Your task is to output the listing exactly, leaving every image out.

-------- Entries supplied

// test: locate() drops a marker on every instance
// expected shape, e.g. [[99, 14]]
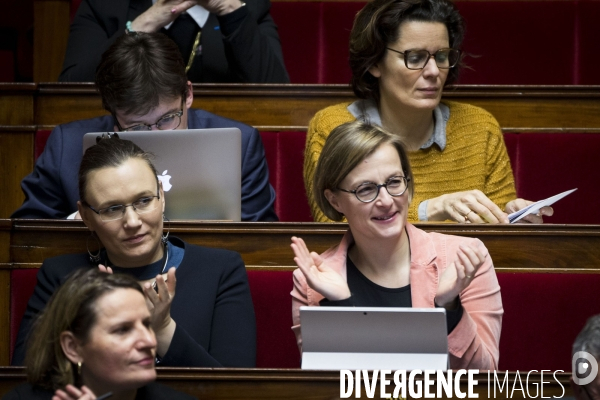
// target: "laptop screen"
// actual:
[[200, 170]]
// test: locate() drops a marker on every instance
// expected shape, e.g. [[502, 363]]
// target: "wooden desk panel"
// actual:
[[261, 384]]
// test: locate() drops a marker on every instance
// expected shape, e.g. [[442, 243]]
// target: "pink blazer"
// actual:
[[474, 342]]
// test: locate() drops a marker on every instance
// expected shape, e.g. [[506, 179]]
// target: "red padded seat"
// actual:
[[276, 343], [543, 313], [550, 163], [285, 156]]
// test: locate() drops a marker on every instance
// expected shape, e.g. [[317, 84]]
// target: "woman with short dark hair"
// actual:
[[402, 54]]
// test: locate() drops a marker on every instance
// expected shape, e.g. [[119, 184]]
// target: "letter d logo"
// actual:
[[584, 367]]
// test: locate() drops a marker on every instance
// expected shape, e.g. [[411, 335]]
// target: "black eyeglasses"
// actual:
[[165, 123], [141, 206], [418, 59], [368, 191]]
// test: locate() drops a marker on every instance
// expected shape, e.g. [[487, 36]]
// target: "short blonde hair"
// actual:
[[71, 308], [346, 146]]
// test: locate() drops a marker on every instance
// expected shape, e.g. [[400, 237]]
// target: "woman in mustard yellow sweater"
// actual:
[[461, 168]]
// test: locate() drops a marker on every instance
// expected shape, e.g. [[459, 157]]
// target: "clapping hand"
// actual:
[[319, 276], [460, 273]]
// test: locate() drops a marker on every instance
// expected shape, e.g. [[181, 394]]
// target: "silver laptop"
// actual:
[[335, 338], [200, 170]]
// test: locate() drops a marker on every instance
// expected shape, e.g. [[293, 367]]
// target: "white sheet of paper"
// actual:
[[535, 207]]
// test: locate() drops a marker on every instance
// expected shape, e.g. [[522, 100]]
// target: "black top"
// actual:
[[212, 307], [366, 293], [152, 391]]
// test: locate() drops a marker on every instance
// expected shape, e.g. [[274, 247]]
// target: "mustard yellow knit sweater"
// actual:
[[475, 157]]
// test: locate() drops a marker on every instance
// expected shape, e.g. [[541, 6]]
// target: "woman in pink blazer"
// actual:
[[385, 261]]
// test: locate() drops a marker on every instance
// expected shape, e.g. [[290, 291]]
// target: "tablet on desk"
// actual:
[[335, 338], [200, 170]]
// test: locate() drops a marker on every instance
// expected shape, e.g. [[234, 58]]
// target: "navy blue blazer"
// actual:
[[51, 190]]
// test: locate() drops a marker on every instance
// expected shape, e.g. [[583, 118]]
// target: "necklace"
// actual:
[[154, 286]]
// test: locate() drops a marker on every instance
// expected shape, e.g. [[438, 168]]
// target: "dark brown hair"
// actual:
[[139, 71], [346, 146], [376, 26], [71, 308], [111, 152]]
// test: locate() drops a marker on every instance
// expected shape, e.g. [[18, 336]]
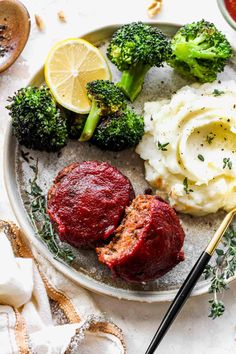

----------------

**Response area:**
// test: locate() drops a marker on every instance
// expected shape, e.g. [[99, 14]]
// target: "laptop screen"
// actual:
[[200, 170]]
// test: locate() drops a marker on every instance
// expected shape, e.g. [[502, 363]]
// target: "wooden desk panel"
// actual:
[[261, 384]]
// test: locate() drops a marker on every instance
// expected shape, e.g. [[442, 243]]
// target: "pink blazer"
// actual:
[[474, 342]]
// test: locate() drops a marker on every instance
// expected shape, e.g. [[506, 179]]
// target: "red padded seat"
// actual:
[[276, 343], [543, 313], [550, 163], [285, 156]]
// test: locate() drops a marker on every instance
// expected shape, e.g. [[317, 84]]
// target: "woman with short dark hair"
// actual:
[[402, 54]]
// test: locate() drops a marker on every instance
// expected shape, e.g. [[119, 184]]
// target: "letter d logo"
// actual:
[[584, 367]]
// test: locate() drops a marker on every instance
// expected shape, e.g. [[411, 335]]
// target: "black eyeglasses"
// actual:
[[165, 123], [141, 206], [418, 59], [368, 191]]
// test: locate() drops a marker on every instance
// expected shape, e.g. [[487, 36]]
// target: "short blonde hair"
// actual:
[[71, 308], [346, 146]]
// test: locate() drops a marker on every instance
// expected shape, e.g. [[400, 237]]
// target: "woman in mustard yellow sweater"
// actual:
[[461, 168]]
// test: locate() drops a marker on every instance
// expected shape, e.g. [[459, 157]]
// target: "clapping hand"
// actual:
[[319, 276], [460, 273]]
// test: locate() drops a marker on every instance
// expected shape, e.g. [[181, 394]]
// target: "silver laptop"
// actual:
[[335, 338], [200, 170]]
// test: locate() drops a marker on every instance
// expected shape, e.g. [[293, 367]]
// target: "white sheet of paper"
// actual:
[[535, 207]]
// test: locate() drops a marker on every instance
// expected shape, e.g. [[522, 100]]
// target: "black top"
// actual:
[[212, 307], [366, 293], [152, 391]]
// test: locate() drops a marker on every instance
// expected shape, e.g. [[274, 247]]
// target: "mustard yellow knit sweater"
// actual:
[[475, 157]]
// test: locate() drops a marker on every instance
// expected shape, e.g. [[541, 6]]
// target: "woman in pink blazer"
// actual:
[[385, 261]]
// test: locate() drops a marker on every instance
// expected shape, e.g. [[290, 291]]
// target: "tablet on desk"
// actual:
[[335, 338], [200, 170]]
// test: locate() drops a marker on every instance
// expected shape, e.g. [[234, 58]]
// target: "navy blue blazer"
// actual:
[[51, 190]]
// test: locate() drops a marker on every instance
// expected shape, e.g. [[583, 118]]
// target: "necklace"
// actual:
[[154, 286]]
// test: locate() drops a marker on every instance
// expected shape, e.g. [[438, 168]]
// target: "dark brown hair"
// actual:
[[139, 71], [346, 146], [376, 26], [71, 308], [111, 152]]
// test: locate() drops a marker on every instance
// expected shape, e.g. [[18, 336]]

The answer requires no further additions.